The text parsimony of Pax Pamir 2E

I recently cited the second edition of Pax Pamir, Second Edition as an exemplar in parsimonious use of text. Of the 100 court cards in the game, remarkably little text is needed, and what text exists is overwhelmingly flavor text. The court cards are so efficient in their representation of complex mechanics that the vast majority of space on each card is consumed by an image, historical context, and a name.

But how much information is represented on each card? And how efficiently is that information presented? For answers, we turn to information science.

The math

Information entropy is a measure of how generally surprising a distribution is. It is related to probability, so let’s start there. An event x that’s certain to happen has probability 1, or P(x) = 1. An event x that’s impossible has probability zero, or P(x) = 0. Probability is the likelihood that something happens and unlikelihood is 1 – P(x).

1 – P(x), unlikelihood, is the additive complement to probability, but what about the multiplicative complement, 1/P(x)? That’s getting close to entropy, but for now let’s call it surprisal, that is, how surprising is the event x.

This is trending in the right direction, since as probability approaches zero, surprisal approaches infinity; if something impossible happens, we should be infinitely surprised. When probably equals 1, however, the surprisal is also 1, which feels weird; we should be zero surprised when something absolutely certain happens. We could correct this in a couple ways, such as simply subtracting 1 from the whole graph, but for reasons we’ll see later, we’ll take the base 2 logarithm of it instead.

Now it behaves how we imagine surprise behaves, with infinite surprise when something impossible happens and zero surprise when something certain happens. As it happens, log₂(1/P(x)) = -log₂(P(x)), so let’s just write it that way.

In information theory, the entropy of a random variable is the average level of “information”, “surprise”, or “uncertainty” inherent to the variable’s possible outcomes.

This surprisal function is related to probability, but is actually its own measure. This means that for a given distribution, we can compute an expectation, or a mean, of it: the sum of the surprisal of each element weighted by that elements probability, a quantity usually denoted with the letter H.

This is the entropy of a set or distribution, the average amount of surprise. How surprising something is also tells you how much information it stores; telling your friend you didn’t get hit by an airplane today doesn’t carry much novel information and is not surprising. Telling them you did get hit by a plane is the opposite.

The application

We can use this math to define how much information is contained in a given icon on a card by looking at the distribution of that symbol. For example, each card has a suit, shown in the upper left corner, which is one of Political, Economic, Intelligence, or Military.

RECORDED INFORMATION:
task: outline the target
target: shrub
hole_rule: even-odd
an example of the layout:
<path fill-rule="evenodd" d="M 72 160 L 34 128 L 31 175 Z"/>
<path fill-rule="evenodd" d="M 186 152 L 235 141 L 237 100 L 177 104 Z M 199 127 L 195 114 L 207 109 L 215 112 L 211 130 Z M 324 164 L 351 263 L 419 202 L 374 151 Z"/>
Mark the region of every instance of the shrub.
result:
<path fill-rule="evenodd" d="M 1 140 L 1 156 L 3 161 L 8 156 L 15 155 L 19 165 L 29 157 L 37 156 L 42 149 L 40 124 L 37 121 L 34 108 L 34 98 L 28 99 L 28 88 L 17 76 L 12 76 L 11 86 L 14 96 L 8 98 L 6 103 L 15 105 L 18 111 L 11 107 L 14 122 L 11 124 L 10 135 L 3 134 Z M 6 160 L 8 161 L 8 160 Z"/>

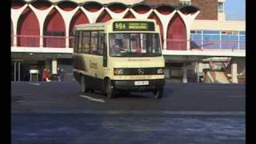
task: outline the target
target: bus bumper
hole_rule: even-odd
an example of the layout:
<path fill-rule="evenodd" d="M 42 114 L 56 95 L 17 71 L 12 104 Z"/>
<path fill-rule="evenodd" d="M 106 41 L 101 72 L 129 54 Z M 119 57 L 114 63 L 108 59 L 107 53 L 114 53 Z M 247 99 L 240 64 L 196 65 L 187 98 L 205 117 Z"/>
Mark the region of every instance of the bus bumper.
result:
<path fill-rule="evenodd" d="M 136 86 L 135 82 L 148 81 L 148 85 Z M 117 90 L 146 90 L 162 88 L 165 86 L 164 79 L 150 79 L 150 80 L 118 80 L 112 81 L 114 89 Z"/>

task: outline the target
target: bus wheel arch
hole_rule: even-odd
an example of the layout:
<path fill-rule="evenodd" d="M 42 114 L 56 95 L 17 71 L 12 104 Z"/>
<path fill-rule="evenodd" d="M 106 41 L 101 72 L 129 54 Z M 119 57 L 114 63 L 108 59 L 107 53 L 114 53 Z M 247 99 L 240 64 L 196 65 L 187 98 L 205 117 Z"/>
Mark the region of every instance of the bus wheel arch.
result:
<path fill-rule="evenodd" d="M 88 86 L 86 86 L 86 76 L 83 74 L 81 74 L 80 83 L 81 83 L 81 91 L 82 93 L 88 92 L 89 89 L 88 89 Z"/>
<path fill-rule="evenodd" d="M 113 98 L 115 96 L 115 90 L 114 87 L 113 86 L 113 83 L 110 78 L 104 78 L 104 93 L 109 98 Z"/>

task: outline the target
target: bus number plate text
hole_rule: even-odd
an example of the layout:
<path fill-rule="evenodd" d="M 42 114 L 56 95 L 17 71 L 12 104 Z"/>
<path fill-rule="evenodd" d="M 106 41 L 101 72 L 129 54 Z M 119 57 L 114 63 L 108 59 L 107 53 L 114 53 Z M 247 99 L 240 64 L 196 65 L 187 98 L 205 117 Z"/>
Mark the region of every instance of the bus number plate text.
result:
<path fill-rule="evenodd" d="M 143 85 L 149 85 L 149 81 L 135 81 L 135 86 L 143 86 Z"/>

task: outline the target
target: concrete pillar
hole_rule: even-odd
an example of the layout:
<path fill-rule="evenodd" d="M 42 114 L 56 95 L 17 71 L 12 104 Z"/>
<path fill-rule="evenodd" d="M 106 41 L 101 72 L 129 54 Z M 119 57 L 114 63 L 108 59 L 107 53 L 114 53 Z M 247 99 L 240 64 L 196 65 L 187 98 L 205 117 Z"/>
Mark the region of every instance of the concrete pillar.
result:
<path fill-rule="evenodd" d="M 238 83 L 238 63 L 233 61 L 231 64 L 232 83 Z"/>
<path fill-rule="evenodd" d="M 186 63 L 183 63 L 183 68 L 182 68 L 182 74 L 183 74 L 183 83 L 187 83 L 187 67 Z"/>
<path fill-rule="evenodd" d="M 165 69 L 165 78 L 170 78 L 170 69 L 169 68 L 166 68 Z"/>
<path fill-rule="evenodd" d="M 53 74 L 57 74 L 57 67 L 58 67 L 58 62 L 57 62 L 57 59 L 53 59 L 51 61 L 51 73 Z"/>

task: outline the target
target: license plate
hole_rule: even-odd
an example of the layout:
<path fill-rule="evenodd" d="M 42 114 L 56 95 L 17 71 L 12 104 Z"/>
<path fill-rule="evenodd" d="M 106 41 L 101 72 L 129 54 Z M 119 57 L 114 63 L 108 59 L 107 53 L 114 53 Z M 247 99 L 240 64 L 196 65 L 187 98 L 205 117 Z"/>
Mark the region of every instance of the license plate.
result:
<path fill-rule="evenodd" d="M 135 86 L 149 85 L 149 82 L 148 81 L 135 81 L 134 85 Z"/>

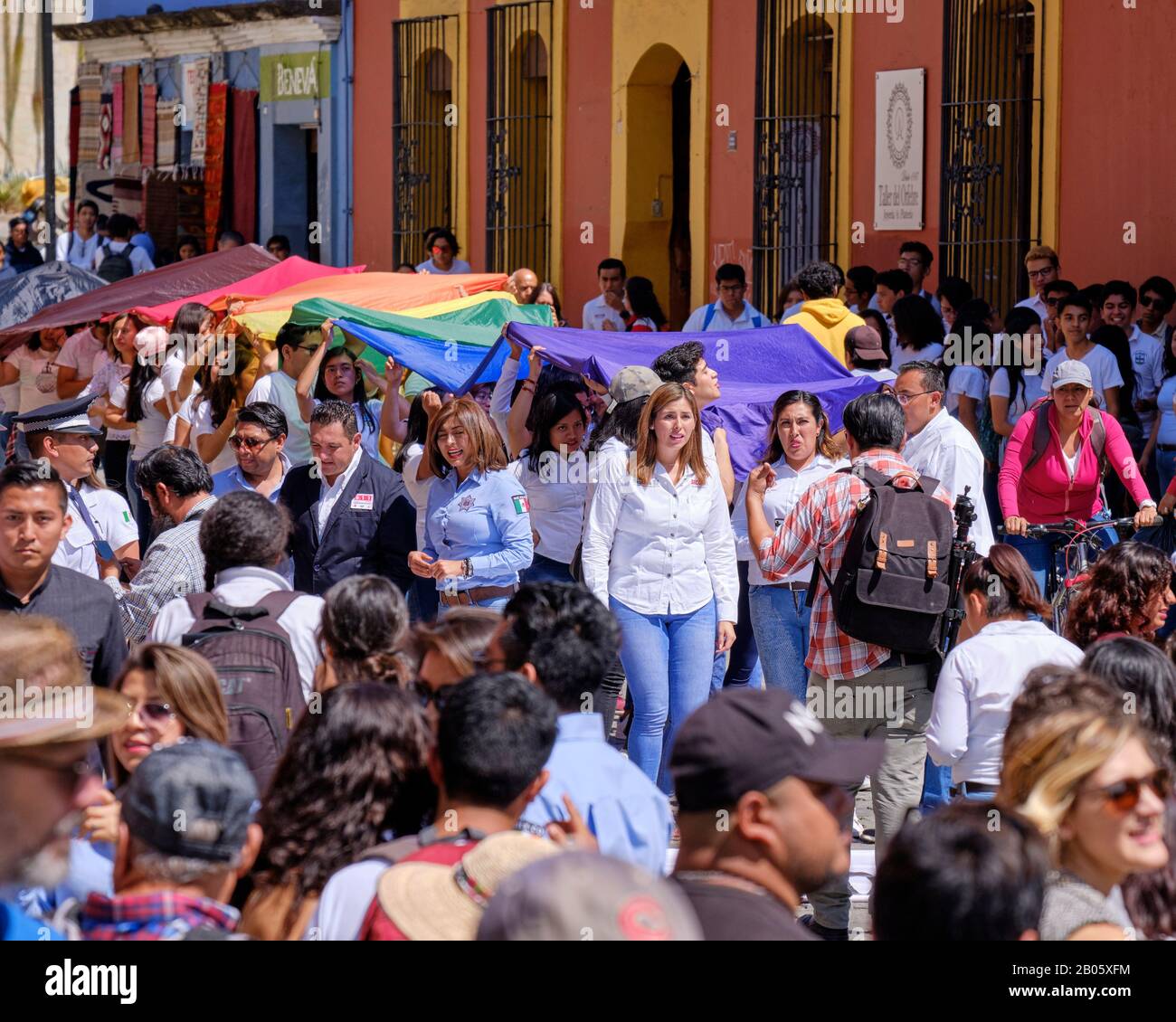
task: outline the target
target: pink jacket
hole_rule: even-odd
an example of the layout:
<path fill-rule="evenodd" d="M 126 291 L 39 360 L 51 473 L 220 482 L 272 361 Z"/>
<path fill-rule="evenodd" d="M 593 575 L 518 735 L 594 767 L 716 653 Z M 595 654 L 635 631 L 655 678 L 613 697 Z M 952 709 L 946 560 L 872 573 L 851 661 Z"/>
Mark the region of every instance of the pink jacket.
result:
<path fill-rule="evenodd" d="M 1050 445 L 1037 463 L 1025 470 L 1033 457 L 1033 434 L 1037 416 L 1049 412 Z M 1135 499 L 1136 505 L 1150 500 L 1147 486 L 1140 479 L 1135 465 L 1131 445 L 1123 435 L 1123 427 L 1102 413 L 1107 427 L 1107 462 L 1123 486 Z M 1064 519 L 1094 517 L 1102 510 L 1098 499 L 1098 456 L 1089 442 L 1094 428 L 1094 416 L 1087 409 L 1078 433 L 1082 435 L 1082 450 L 1078 455 L 1078 469 L 1070 481 L 1070 472 L 1062 455 L 1062 441 L 1057 435 L 1057 412 L 1053 405 L 1025 412 L 1009 437 L 1001 465 L 1001 475 L 996 493 L 1001 500 L 1001 514 L 1004 517 L 1023 517 L 1030 525 L 1058 522 Z"/>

EXERCISE REQUIREMENTS:
**A)** List the four suits a court card can have, according to the Pax Pamir article.
**B)** Continue the Pax Pamir article from its last sentence.
The rows are separate from the Pax Pamir article.

RESULTS FOR THE EXERCISE:
**A)** Political, Economic, Intelligence, Military

**B)**
They’re pretty evenly divided:

We can apply the entropy equation above to find the average amount of information the suit symbol carries:

As it happens, an evenly divided set is the most surprising set possible, which means each possible suit carries about the same amount of information: 2 bits. This makes intuitive sense; there are 4 possible suits and 2 bits can represent 4 values. (I am mixing bits of memory and bits of entropy here. They’re different, but the comparison is sensible). The suit would hold exactly 2 bits of information if the suits were perfectly evenly divided; for 100 court cards with 25 cards of each suit, the suit would carry on average 2 bits of information. In this case, the slight difference in distribution changes the entropy of the suit symbol.

We can see how much information each individual suit carries.

The weighted_bits field is adjusted by probability, so that column will add up to the total entropy of the set of suits computed above. The bits column tells us how much information each individual suit symbol carries. It boils down to the principle that less likely events carry more information than very likely events. There are more Economics suited cards than Political suited cards, so the Economics suit symbol carries less information: 1.83 bits vs 2.12 bits.

Each card also has a rank, a representation of how powerful the card is, ranging from 1 to 3 stars; it’s located under the suit symbol. We can see a more extreme distribution by looking at the rank.

Out of 100 court cards, only 5 are rank 3. How does the entropy and information distribution shake out there?

Rank 1 cards are the most common, so they carry relatively less information. When the cards rank symbol is 3, however, this carries a lot of information, 4.32 bits vs 0.83 bits, simply because of how unlikely it generally is; if you topdeck a random card and it’s rank 3, you should be very surprised, over 3x as surprised as if it was a rank 2 card.

We can do this for every value of every icon on the cards and arrive at the information content of each.

This is getting a bit ahead of ourselves, but note that the absence of something is not different from the presence of something from an information content standpoint; if the word Trample is not on a magic card, it doesn’t tell you nothing, it tells you that it doesn’t have Trample. Similarly, look at the Betray action at the bottom. Most cards don’t provide the Betray action, so its absence provides only a little, but not zero, information.

This also allows us to comparative availability of different effects. If you had to choose between a card that placed 2 tribes or 3 armies, which would you choose? We see that placing 2 tribes is 4.32 bits of surprise while placing 3 armies is 5.64 bits of surprise; if you judge both as equally valuable in the given game state, you should pick the card that places 3 armies, since it’s more than 1 bit more surprising to see, i.e, it’s less than half as likely.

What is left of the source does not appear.